What this task involves:
Give every line of the data again, exactly.

Data supplied:

────────────────────────────────────────

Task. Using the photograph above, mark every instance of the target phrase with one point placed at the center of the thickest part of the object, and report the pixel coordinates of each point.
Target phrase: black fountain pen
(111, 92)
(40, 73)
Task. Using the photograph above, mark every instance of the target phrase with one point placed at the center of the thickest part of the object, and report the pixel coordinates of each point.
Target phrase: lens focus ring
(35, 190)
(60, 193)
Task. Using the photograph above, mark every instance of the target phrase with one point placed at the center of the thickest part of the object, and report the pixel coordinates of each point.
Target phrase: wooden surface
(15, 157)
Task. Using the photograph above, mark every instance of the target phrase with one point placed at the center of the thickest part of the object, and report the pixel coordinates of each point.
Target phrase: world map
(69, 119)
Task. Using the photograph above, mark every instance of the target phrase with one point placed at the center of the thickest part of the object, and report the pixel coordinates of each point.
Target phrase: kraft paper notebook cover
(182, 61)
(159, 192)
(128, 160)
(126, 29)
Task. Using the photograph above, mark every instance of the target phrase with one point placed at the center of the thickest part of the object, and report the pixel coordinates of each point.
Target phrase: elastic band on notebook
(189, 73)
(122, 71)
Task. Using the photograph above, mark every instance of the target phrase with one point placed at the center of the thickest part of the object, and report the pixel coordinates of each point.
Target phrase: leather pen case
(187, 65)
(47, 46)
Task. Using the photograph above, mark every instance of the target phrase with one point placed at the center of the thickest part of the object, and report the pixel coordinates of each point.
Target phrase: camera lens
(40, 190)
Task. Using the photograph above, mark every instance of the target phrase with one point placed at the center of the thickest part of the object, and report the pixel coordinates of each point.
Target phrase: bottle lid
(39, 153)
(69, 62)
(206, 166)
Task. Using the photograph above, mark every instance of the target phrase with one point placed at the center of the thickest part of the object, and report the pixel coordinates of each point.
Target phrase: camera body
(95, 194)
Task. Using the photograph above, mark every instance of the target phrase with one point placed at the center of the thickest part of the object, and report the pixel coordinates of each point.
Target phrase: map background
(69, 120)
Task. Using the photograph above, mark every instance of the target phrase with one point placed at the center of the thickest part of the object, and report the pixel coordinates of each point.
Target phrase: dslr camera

────────────────────────────────────────

Response area:
Task. Using the photograph above, mark every instance of the target phrase with one point placed at the center of the thickest part of the object, and report the pixel coordinates of each point.
Target phrase: black fountain pen
(111, 92)
(40, 73)
Task. Using the photograph above, mark every instance of the target phrase with one point placed at the center of the thickest part of the object, and report the pixel coordinates of each point.
Target phrase: lens focus ring
(35, 190)
(60, 193)
Task. Using the photograph above, mark every instance of the target phrase with one point placed at the center of the thickest part of the object, and report the pixel coordinates of each point.
Target phrase: wooden surface
(15, 157)
Task. Using the photograph above, mark every instance of the target phrase with one point placed at the center of the thickest part of the object, and report the pixel coordinates of each point.
Target phrase: world map
(69, 119)
Task. Using the photograph above, mark every instance of the target phrase with one point placed at the center of the thickest part of the object, and report the pixel coordinates of each point.
Target phrase: kraft paper notebook cover
(182, 61)
(159, 192)
(128, 160)
(126, 29)
Task. Using the photograph above, mark every instance of the target phrase with one point placed at the center of the thickest part of the object, and report the pixel coordinates of each point.
Target phrase: elastic band on notebook
(189, 73)
(122, 71)
Task. Using the photograph above, mark every instance of the target phrase with one point placed at the center of the thickest part of the object, and report the pixel coordinates of each point.
Target phrase: leather pen case
(187, 65)
(47, 46)
Task. Using the photograph above, mark every instance of the target phrase with one point placed at the center of the thickest part of the object, and report the pixel coordinates of each point.
Target phrase: camera lens
(40, 190)
Task. Using the photograph above, mark every instance of the target phrase with one point placed at the center of the thickest part of the object, and report the pixel coordinates of each point.
Target phrase: bottle lid
(39, 153)
(69, 62)
(206, 166)
Task. Using the photograph above, mark every instance of the target phrase with one point placed at the center of the thickest part of the object, and report the pixel coordinates of each point.
Target phrase: camera body
(95, 194)
Task. Using the photograph above, mark every instance of the target phrase with one point placed at the center of the thickest part of the object, and report the pixel coordinates of each point.
Target phrase: map background
(69, 120)
Task. Using the photograph above, mark every instance of the target phrase with one point placed at the center of the thickest part of the object, and report the pixel coordinates of each point.
Target phrase: dslr camera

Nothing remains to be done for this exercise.